Update the rows below, substituting "on a single line" for every occurrence of "all on one line" and leaving all other text unchanged.

Data shown:
---*---

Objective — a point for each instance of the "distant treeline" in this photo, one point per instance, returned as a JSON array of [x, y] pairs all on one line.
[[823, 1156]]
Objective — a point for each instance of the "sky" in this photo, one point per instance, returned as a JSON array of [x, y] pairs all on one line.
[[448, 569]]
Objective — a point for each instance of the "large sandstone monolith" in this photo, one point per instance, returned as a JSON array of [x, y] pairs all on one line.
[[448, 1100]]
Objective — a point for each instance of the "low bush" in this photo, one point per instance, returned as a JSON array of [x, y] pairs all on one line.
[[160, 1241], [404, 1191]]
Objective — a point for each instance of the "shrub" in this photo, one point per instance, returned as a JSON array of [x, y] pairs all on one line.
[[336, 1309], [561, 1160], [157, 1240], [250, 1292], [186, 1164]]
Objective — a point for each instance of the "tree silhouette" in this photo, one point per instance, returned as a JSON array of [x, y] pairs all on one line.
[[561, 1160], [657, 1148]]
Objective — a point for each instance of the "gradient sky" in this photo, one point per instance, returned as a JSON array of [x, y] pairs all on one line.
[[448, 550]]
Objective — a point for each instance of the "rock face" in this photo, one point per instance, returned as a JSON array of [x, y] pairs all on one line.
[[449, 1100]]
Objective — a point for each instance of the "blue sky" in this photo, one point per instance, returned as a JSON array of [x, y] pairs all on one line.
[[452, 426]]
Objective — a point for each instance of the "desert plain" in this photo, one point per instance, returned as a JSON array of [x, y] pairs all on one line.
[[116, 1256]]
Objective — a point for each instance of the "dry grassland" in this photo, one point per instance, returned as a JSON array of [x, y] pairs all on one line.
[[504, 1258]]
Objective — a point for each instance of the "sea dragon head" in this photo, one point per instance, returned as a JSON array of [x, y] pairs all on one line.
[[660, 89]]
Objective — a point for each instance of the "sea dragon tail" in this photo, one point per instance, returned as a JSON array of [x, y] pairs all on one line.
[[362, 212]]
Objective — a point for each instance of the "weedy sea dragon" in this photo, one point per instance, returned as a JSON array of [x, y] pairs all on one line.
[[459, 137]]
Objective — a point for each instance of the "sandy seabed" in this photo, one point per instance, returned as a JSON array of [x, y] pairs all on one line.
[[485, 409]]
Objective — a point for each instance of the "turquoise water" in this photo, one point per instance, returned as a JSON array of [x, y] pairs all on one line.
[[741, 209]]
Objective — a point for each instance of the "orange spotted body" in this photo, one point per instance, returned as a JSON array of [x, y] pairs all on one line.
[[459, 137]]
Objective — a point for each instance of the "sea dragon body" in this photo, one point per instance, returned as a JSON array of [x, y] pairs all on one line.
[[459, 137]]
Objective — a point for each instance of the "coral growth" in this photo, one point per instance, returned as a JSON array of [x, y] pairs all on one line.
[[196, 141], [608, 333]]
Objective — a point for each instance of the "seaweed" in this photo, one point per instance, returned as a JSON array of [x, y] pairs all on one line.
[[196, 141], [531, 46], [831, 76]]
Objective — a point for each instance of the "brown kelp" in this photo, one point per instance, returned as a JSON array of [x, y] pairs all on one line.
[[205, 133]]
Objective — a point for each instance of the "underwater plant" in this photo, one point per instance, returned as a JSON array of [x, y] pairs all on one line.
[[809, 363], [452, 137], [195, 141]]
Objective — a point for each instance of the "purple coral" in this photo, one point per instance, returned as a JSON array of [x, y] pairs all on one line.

---*---

Answer below:
Objective — a point for each instance of the "distant treeline" in this photo, one point per instance, returned as a JSON array of [x, y] pairs on a single line.
[[823, 1156]]
Objective — a point for each instance of the "sky" in this photo, one point per instance, returned as a JSON array of [x, y] pairs on a single line.
[[448, 569]]
Objective — a point for each instance of the "large sandstone monolith" in this photo, one point per instance, returned as a JSON array of [x, y] pairs on a single line.
[[448, 1100]]
Objective — a point for each instance of the "low bush" in this photo, one point per instance, returned as a JSON array of [x, y] pairs on a single line.
[[160, 1241], [404, 1191]]
Objective — a point for each instance of the "shrub" in this photo, one point per instance, returned as a JSON array of [x, y] pairs on a single line.
[[336, 1309], [561, 1160], [157, 1240], [250, 1292], [186, 1164]]
Objective — a point for each instance of the "tree silhouette" in this photo, one point per instance, returned as a JSON array of [x, y] pairs on a single line.
[[561, 1160], [657, 1148]]
Objective — a point for each instance of the "gradient sky" in this photo, one point per instance, returned as a JSON array of [x, y] pairs on a single line.
[[448, 550]]
Objective — a point for each instance of the "rock face" in this photo, one point per instance, returned as a JSON array of [x, y] pairs on a single line.
[[449, 1100]]
Objective — a point for each instance of the "blue sky" in this photo, one point per instance, returned as a JSON array of [x, y] pairs on a single line.
[[452, 426]]
Objective — a point for each instance of the "desert plain" in this photo, one point per instance, returned as a JSON array of [x, y] pairs on a single line.
[[116, 1256]]
Objective — a point for each instance of the "dry grassland" in this photo, one point per instance, returned as a JSON array of [x, y] pairs on a single line.
[[504, 1258]]
Objective — a point for each instance of the "sea dragon head" in this photo, one point per instance, returned as a JSON array of [x, y] pairs on a single line.
[[660, 89]]
Objective — a point for each instance of the "sea dragon tail" in this photo, one point per instance, returned as a JSON array of [x, y] pairs on a single line.
[[362, 212]]
Objective — a point for each instance of the "weedy sea dragon" in this photo, one point per instance, returned as a JSON array of [x, y] pairs on a single line.
[[459, 137]]
Objective — a point for each instance of the "sandy seabed" in this photo, one point per instance, returned as a JSON array of [x, y] pairs on a single line.
[[485, 409]]
Objective — a point for each instance of the "turquoise water" in this photo, one point per instance, returned as a JSON array of [x, y] pairs on a single line.
[[741, 209]]
Objective — a point for each instance of the "orange spotted body" in this photo, one point per instance, returned as a JSON array of [x, y] pairs on a single line.
[[459, 137]]
Objective — a point for each instance of the "sea dragon body" in this photo, one point per instance, returned as a JSON array of [x, y] pairs on a single line.
[[459, 137]]
Objective — a point for each instance of the "coral growth" in this photo, one point per instance, returned as a JSON array of [x, y] pairs on a single line.
[[196, 141], [608, 333]]
Objective — a point for each instance of the "seaweed" in this photo, one point per instance, returned as a JSON array of [x, y] pairs on a single line.
[[196, 141], [531, 46], [831, 76]]
Objective — a point for each instance of the "brown kelp" in this photo, one point per instance, returned as a JSON array of [x, y] pairs on a single line.
[[205, 133]]
Objective — a point for each instance of the "underwater plant" in this photo, one point per instance, returned as a JSON array of [x, y] pairs on a single line.
[[809, 363], [452, 137], [195, 141]]
Objective — a point for each instance of the "purple coral" in this photo, one point per instance, returned as a JSON array of [x, y] pairs on a single line.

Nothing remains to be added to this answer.